> **THE EXERCISE**
Rewrite the records below with "thickest part" changed to "widest part" everywhere, leaving every other character as it is.

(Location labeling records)
· · · · · · ·

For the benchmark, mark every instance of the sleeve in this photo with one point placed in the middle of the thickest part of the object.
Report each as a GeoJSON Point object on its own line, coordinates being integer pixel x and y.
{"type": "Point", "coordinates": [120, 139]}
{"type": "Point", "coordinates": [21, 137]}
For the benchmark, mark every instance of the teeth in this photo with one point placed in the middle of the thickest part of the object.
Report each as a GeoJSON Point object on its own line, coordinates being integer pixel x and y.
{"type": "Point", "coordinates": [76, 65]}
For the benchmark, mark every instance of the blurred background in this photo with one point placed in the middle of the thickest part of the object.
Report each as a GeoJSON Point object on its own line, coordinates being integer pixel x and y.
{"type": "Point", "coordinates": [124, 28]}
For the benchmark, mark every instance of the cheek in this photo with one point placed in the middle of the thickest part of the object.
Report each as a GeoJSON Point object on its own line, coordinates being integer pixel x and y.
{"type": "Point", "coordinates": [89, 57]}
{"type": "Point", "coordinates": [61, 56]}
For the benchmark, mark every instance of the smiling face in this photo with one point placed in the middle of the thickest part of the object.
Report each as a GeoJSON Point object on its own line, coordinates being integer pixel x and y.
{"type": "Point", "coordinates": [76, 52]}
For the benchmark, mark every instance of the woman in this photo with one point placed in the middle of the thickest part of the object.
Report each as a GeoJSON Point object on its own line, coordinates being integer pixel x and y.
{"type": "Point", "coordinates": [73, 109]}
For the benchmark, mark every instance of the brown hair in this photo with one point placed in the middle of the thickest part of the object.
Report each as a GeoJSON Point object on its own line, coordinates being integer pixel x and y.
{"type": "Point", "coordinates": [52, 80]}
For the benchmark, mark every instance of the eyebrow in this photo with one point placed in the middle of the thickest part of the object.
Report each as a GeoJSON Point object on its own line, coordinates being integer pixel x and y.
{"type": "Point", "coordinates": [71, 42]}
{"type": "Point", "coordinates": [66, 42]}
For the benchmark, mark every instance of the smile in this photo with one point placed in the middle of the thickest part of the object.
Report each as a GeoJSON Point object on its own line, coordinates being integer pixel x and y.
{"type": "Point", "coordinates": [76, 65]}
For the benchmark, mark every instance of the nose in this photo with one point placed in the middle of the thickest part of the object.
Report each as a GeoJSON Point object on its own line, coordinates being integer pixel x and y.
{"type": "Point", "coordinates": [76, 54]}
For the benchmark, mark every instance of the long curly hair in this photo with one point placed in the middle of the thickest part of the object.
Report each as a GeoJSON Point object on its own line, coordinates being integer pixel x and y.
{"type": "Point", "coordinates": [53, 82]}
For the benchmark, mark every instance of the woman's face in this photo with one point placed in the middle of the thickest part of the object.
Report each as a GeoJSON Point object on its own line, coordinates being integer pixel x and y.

· · · · · · ·

> **SOLUTION TO THE EXERCISE**
For the benchmark, mark every instance of the sleeve in this photo with one point placed in the middle of the widest part of the object.
Report each as a GeoJSON Point object on its own line, coordinates being integer pixel x and y.
{"type": "Point", "coordinates": [120, 139]}
{"type": "Point", "coordinates": [21, 137]}
For the benchmark, mark every instance of the teeth in this photo with one point placed in the middle of the widest part of the object.
Report each as a GeoJSON Point object on its own line, coordinates being integer pixel x and y.
{"type": "Point", "coordinates": [76, 65]}
For the benchmark, mark every instance of the blurred background in this photo with one point placed in the middle of the widest part of the object.
Report each as a GeoJSON Point object on its own line, coordinates being integer pixel x and y.
{"type": "Point", "coordinates": [124, 28]}
For the benchmark, mark every instance of the cheek in this photo with one point placed in the middle of the widest part of the object.
Report each as a GeoJSON Point object on its own line, coordinates being integer pixel x and y.
{"type": "Point", "coordinates": [89, 57]}
{"type": "Point", "coordinates": [61, 56]}
For the benchmark, mark every instance of the smiling face in this photo with one point placed in the middle of the widest part of the object.
Report each as a GeoJSON Point object on its own line, coordinates being integer pixel x and y.
{"type": "Point", "coordinates": [76, 52]}
For the benchmark, mark every instance of the woman in this photo with one point placed in the middle of the widest part of the object.
Report each as a GeoJSON Point object on its own line, coordinates being integer pixel x and y.
{"type": "Point", "coordinates": [73, 109]}
For the benchmark, mark every instance of the brown hair in this photo with one point placed in the middle of the widest part of the object.
Report each as a GeoJSON Point object on its own line, coordinates being integer pixel x and y.
{"type": "Point", "coordinates": [52, 80]}
For the benchmark, mark every instance of the eyebrow in this photo with one point placed in the middle of the widest part of the object.
Report each as a GeoJSON Point object on its own line, coordinates being integer pixel x and y.
{"type": "Point", "coordinates": [71, 42]}
{"type": "Point", "coordinates": [66, 42]}
For the benchmark, mark every instance of the smile in this photo with one point placed in the middle of the widest part of the object.
Report each as a GeoJSON Point object on its own line, coordinates being integer pixel x and y.
{"type": "Point", "coordinates": [76, 65]}
For the benchmark, mark every instance of the nose in this photo with one point placed in the middle of the widest part of the object.
Report each as a GeoJSON Point object on its own line, coordinates being integer pixel x and y.
{"type": "Point", "coordinates": [76, 54]}
For the benchmark, mark every instance of the long curly hair in this photo with one point placed in the middle of the widest part of the object.
Report each as a GeoJSON Point object on its own line, coordinates being integer pixel x and y.
{"type": "Point", "coordinates": [53, 82]}
For the benchmark, mark every instance of the woman's face in this photo with one point placed in the middle of the widest part of the object.
Report each as a GeoJSON Point object on its own line, coordinates being integer pixel x and y.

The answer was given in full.